ASSIGNED TASK: Only some lines are wanted. Transcribe, exactly, the lines below from the line with "[pin] upper lip -- one per line" up to and including the line with "[pin] woman -- one per line".

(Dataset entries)
--------------------
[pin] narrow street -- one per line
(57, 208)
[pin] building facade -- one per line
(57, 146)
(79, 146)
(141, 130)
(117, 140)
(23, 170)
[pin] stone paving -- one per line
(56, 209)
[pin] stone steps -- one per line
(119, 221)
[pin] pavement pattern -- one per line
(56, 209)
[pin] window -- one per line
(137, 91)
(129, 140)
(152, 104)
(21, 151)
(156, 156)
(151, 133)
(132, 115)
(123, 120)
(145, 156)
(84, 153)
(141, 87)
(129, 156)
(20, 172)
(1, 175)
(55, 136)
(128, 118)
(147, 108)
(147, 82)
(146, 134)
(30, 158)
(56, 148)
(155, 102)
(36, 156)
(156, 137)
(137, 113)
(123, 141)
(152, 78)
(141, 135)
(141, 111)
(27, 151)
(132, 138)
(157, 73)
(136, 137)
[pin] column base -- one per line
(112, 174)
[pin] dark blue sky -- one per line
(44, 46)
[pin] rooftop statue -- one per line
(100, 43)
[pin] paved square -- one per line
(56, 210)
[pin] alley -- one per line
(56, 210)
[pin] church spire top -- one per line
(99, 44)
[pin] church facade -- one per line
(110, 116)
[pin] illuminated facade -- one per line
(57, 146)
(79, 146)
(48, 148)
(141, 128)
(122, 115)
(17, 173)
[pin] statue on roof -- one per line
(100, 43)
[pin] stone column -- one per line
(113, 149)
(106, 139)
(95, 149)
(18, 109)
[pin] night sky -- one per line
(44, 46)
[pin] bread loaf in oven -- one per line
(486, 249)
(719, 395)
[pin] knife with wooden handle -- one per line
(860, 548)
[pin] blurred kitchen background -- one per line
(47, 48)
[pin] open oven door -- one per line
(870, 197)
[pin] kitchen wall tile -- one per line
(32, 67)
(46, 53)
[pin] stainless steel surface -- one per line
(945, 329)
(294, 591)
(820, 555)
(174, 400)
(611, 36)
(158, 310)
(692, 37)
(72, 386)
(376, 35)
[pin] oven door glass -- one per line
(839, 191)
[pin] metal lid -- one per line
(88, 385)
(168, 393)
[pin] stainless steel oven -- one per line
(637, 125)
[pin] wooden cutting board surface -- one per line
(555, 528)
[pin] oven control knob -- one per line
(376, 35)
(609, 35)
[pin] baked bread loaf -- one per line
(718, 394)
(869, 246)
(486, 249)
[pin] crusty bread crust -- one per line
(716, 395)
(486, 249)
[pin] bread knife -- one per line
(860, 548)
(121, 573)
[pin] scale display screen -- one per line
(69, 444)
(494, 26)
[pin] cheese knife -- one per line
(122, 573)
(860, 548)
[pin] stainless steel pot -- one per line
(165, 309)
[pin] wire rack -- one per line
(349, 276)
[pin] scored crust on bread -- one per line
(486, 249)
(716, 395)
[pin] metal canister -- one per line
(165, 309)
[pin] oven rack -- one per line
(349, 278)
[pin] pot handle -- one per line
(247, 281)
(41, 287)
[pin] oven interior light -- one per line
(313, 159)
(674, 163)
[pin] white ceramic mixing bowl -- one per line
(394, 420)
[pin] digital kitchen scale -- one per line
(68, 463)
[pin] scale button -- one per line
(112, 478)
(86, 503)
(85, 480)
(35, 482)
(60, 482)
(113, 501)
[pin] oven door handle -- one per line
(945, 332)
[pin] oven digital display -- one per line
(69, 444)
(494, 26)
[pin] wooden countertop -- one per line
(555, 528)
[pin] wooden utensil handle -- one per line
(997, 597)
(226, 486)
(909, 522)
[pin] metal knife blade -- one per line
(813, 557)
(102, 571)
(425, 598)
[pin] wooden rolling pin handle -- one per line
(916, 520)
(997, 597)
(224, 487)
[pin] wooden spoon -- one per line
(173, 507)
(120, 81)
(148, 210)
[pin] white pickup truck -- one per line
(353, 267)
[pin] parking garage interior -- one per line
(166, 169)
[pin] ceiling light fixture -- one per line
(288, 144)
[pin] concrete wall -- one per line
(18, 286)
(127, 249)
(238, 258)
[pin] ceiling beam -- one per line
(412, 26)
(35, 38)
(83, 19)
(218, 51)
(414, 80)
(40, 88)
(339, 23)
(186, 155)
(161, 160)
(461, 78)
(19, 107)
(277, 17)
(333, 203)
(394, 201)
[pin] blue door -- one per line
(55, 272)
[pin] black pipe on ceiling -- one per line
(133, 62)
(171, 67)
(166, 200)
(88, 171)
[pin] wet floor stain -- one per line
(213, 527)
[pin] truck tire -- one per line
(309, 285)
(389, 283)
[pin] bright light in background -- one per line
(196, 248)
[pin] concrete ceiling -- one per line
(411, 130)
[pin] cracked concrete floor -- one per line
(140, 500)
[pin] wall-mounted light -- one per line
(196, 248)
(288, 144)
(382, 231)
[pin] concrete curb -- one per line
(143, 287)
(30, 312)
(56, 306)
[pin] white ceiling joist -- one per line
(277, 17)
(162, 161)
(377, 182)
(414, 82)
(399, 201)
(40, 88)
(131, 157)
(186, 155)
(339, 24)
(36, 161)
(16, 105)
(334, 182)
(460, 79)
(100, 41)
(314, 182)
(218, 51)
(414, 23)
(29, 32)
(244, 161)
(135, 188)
--------------------
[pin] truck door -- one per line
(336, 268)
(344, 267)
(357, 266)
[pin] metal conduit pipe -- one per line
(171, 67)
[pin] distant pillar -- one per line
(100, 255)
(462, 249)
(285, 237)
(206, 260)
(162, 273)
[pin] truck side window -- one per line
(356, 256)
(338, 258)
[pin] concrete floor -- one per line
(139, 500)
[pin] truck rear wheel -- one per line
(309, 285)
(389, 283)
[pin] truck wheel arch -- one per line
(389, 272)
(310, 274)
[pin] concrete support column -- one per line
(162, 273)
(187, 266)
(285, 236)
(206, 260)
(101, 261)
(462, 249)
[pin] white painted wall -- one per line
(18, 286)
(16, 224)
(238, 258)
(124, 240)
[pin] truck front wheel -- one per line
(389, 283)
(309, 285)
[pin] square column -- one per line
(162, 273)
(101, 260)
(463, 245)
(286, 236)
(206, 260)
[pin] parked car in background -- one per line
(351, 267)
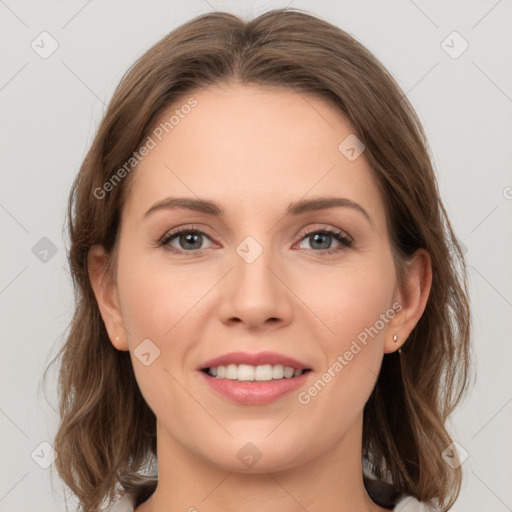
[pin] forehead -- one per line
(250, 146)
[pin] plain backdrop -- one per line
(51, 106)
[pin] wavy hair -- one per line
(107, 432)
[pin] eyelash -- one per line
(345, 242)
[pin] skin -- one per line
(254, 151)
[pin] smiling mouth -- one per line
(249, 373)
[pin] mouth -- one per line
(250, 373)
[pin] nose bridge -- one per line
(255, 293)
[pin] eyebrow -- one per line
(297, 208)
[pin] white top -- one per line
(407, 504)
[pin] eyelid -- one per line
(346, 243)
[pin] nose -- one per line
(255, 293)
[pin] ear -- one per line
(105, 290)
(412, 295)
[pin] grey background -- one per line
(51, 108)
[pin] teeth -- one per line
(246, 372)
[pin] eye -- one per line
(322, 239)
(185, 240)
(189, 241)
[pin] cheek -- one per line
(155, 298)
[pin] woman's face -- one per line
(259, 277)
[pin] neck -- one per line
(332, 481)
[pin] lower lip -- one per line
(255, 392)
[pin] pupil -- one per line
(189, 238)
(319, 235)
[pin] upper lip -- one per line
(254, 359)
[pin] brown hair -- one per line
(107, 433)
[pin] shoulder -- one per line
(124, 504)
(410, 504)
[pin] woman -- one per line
--------------------
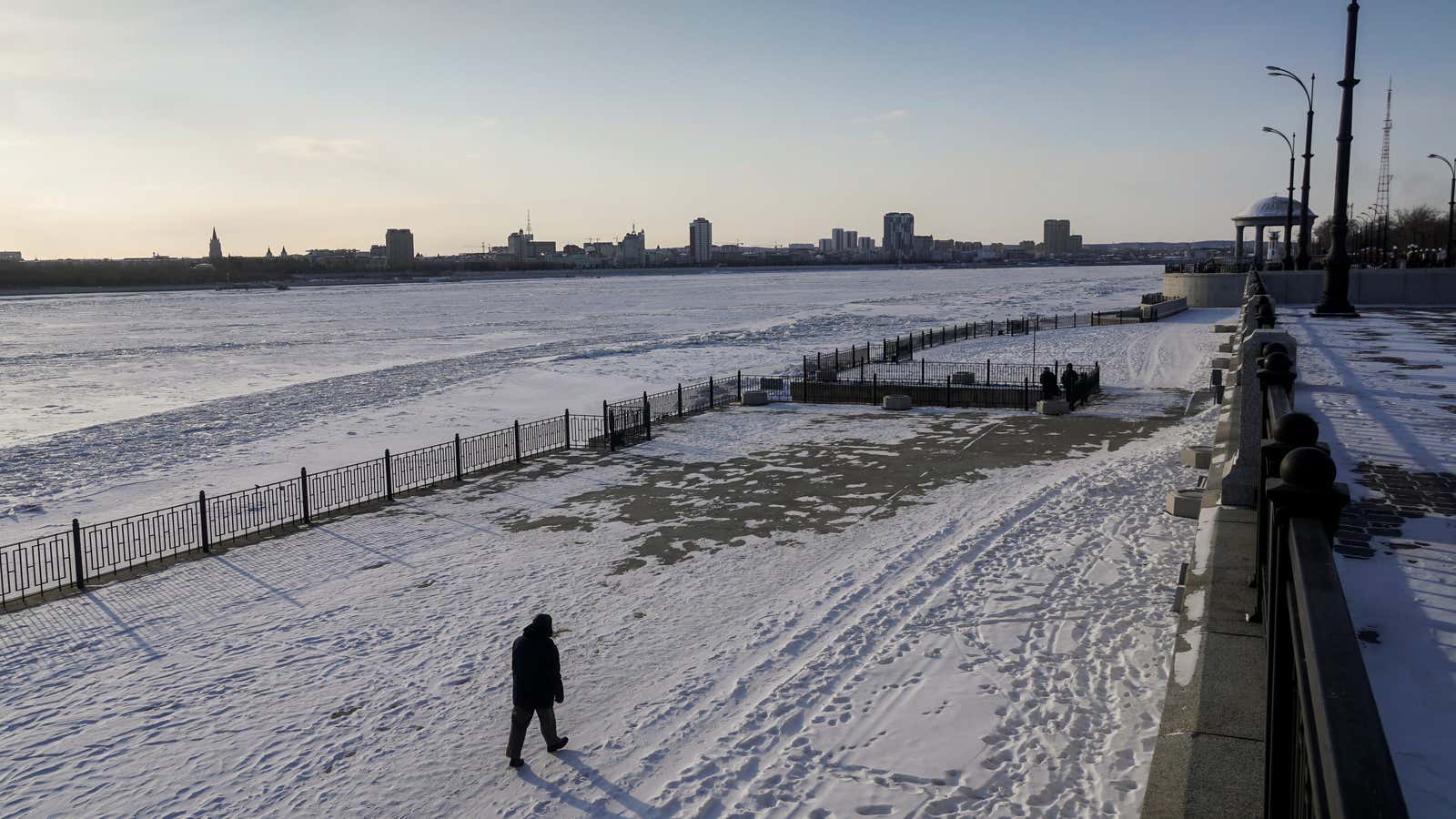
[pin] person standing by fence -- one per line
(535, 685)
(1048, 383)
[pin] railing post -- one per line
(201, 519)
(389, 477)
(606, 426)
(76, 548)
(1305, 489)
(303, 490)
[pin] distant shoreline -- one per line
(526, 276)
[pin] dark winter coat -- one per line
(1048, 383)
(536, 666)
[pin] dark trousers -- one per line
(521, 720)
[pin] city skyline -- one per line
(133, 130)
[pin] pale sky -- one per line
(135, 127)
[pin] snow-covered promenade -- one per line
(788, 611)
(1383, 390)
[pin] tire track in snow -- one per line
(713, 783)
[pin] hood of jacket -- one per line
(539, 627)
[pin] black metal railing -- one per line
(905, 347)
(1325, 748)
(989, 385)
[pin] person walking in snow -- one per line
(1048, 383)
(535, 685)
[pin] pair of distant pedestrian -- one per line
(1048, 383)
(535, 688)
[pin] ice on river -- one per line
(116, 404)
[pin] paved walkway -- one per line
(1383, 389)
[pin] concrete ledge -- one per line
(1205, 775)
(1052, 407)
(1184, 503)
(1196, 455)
--------------------
EXPECTED OUTPUT:
[pin] upper lip -- one per line
(254, 359)
[pin] brown hair -- one per line
(107, 433)
[pin] shoulder -- one per line
(124, 504)
(410, 504)
[pin] woman -- one per line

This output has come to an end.